**How to complete this task:** Give the count of lines in the data that include "target", with no other words.
##########
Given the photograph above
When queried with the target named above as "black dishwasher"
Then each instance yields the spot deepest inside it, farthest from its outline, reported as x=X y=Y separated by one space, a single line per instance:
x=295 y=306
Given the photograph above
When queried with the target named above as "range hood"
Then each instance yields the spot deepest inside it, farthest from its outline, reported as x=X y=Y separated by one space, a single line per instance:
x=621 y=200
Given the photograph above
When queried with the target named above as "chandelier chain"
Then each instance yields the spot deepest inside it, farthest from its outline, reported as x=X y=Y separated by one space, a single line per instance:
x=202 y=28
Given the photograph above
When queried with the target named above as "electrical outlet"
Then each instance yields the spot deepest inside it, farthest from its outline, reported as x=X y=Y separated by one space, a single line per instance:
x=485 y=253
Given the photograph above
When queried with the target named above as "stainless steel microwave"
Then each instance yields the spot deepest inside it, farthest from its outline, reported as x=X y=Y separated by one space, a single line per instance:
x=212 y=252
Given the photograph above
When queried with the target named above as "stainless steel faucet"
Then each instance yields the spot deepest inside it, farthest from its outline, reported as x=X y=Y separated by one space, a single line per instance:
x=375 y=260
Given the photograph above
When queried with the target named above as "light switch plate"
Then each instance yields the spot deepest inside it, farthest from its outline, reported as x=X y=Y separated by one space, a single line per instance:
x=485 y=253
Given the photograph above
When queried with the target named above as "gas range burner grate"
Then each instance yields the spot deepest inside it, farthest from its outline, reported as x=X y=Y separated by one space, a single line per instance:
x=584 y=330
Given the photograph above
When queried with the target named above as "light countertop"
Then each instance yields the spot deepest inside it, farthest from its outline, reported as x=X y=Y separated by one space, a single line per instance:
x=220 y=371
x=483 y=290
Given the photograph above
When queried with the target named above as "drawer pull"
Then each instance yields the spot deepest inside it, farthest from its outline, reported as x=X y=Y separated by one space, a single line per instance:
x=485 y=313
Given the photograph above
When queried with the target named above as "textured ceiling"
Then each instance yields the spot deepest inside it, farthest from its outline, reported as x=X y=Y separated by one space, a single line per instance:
##########
**Result:** 11